Beginning at the line containing "Target: metal fork", print every line until the records end, keeping each exactly as it is.

(Collected data)
+-------+

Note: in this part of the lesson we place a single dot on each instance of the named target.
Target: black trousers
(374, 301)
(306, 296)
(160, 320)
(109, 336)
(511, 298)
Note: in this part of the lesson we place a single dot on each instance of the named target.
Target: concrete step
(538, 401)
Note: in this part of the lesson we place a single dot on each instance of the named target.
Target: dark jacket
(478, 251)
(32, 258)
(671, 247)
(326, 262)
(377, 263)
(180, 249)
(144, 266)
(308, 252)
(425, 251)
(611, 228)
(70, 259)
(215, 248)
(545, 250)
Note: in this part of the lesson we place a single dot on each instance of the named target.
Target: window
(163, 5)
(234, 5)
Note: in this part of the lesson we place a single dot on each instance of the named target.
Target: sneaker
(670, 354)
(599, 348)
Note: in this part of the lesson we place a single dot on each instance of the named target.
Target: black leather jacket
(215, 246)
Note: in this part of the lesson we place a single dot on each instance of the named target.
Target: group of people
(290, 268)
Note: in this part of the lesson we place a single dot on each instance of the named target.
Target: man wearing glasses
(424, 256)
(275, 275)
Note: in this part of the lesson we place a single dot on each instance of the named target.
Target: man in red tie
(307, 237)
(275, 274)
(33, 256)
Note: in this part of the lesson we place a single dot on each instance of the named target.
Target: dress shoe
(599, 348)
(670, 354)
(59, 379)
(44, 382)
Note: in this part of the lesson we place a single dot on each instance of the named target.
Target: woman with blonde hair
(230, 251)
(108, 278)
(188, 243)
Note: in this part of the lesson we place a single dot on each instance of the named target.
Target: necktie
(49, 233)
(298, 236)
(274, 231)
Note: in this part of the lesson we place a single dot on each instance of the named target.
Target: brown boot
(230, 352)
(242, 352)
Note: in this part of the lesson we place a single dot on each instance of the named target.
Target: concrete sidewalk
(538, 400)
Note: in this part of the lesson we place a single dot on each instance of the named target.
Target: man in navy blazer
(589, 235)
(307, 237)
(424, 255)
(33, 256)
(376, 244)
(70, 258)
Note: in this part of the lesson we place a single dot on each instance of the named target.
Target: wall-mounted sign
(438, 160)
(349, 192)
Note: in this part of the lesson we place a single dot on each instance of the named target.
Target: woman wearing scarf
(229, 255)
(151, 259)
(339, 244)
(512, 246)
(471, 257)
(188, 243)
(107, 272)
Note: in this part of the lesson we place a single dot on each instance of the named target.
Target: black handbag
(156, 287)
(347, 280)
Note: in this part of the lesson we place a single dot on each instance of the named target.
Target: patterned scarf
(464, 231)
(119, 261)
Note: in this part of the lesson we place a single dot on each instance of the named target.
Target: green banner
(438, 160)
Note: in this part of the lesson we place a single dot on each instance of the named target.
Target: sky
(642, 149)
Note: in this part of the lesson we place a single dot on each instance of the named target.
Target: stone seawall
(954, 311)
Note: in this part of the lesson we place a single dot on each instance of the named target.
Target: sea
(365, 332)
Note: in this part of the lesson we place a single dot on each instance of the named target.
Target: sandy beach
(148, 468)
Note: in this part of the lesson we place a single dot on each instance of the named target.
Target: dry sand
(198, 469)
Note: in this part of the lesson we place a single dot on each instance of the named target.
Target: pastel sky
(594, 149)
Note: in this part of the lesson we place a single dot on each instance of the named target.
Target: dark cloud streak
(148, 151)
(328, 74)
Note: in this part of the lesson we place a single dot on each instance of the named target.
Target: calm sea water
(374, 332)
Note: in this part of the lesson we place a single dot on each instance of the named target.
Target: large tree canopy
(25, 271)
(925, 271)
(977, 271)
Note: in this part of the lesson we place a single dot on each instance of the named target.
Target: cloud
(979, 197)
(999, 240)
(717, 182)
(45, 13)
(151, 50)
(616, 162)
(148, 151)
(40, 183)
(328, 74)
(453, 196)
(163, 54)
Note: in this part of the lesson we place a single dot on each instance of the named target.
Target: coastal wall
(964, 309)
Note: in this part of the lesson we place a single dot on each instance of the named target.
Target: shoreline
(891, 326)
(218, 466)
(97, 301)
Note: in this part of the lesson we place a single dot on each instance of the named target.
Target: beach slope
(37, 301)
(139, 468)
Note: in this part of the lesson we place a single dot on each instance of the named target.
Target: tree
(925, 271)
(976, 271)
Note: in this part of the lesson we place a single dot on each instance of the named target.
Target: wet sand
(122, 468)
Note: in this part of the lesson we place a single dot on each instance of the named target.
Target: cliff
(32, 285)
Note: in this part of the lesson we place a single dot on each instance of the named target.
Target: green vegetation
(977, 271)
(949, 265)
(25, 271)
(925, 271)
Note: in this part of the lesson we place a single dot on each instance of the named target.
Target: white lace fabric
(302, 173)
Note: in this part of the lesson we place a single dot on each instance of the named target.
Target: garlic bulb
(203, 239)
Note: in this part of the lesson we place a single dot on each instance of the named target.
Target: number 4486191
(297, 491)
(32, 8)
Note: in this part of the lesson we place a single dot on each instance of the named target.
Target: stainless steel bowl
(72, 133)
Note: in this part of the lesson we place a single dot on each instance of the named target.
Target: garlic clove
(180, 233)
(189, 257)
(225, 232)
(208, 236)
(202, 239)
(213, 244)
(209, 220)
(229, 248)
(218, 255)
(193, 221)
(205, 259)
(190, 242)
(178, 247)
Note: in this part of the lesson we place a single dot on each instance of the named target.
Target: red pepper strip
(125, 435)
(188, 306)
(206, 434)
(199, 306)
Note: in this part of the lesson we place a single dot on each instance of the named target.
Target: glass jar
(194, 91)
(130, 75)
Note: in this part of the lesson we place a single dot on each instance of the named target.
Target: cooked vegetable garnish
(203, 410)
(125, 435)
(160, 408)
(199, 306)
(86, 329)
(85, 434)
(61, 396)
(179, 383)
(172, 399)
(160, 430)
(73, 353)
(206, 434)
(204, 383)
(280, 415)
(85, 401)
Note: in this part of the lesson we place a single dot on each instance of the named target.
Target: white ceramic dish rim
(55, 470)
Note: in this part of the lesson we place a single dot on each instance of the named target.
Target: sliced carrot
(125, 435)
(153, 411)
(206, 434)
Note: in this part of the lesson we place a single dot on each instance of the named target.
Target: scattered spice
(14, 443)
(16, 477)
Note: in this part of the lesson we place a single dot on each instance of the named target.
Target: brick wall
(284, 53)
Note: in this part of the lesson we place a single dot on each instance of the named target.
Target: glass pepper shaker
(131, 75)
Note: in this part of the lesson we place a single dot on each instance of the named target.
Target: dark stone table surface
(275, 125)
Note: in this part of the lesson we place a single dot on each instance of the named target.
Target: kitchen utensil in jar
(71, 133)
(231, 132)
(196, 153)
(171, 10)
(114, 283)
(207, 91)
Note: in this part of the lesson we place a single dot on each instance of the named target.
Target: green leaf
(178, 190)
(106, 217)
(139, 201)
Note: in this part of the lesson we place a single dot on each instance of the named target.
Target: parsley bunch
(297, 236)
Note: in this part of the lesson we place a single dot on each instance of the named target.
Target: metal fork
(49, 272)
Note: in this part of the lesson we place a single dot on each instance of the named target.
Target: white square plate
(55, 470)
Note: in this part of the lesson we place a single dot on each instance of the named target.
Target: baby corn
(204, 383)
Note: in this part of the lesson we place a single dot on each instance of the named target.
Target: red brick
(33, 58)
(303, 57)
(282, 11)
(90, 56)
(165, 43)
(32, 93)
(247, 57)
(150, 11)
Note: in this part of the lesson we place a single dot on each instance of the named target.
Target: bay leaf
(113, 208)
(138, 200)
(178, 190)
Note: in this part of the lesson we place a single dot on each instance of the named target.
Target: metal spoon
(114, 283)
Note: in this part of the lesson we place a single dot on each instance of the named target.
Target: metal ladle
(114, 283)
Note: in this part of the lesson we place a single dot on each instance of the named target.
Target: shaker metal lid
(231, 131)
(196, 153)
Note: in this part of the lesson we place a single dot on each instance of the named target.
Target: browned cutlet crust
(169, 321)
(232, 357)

+-------+

§ Solution for this task:
Target: metal fork
(49, 272)
Note: in this part of the lesson we place a single dot on each instance of the named target.
Target: white square plate
(55, 470)
Note: in this part of the lesson we place a single dot on each instance of the named target.
Target: baby corn
(204, 383)
Note: in this part of the lesson we place a single dot on each instance of the named target.
Target: red brick
(33, 58)
(303, 57)
(282, 11)
(90, 56)
(165, 43)
(32, 93)
(247, 57)
(150, 11)
Note: in this part of the lesson we place a single dot on each instance of the named target.
Target: bay leaf
(113, 208)
(138, 200)
(178, 190)
Note: in this part of the lesson we place a single dot on each instance of the named target.
Target: metal spoon
(114, 283)
Note: in this part of the lesson we place a single dot on each instance of the named target.
Target: metal ladle
(114, 283)
Note: in this part of the lesson we place a single dot on each instance of the named target.
Target: shaker metal lid
(231, 131)
(196, 153)
Note: in this part of the lesson we place a single dot on each instance of the named target.
Target: browned cutlet crust
(169, 321)
(232, 357)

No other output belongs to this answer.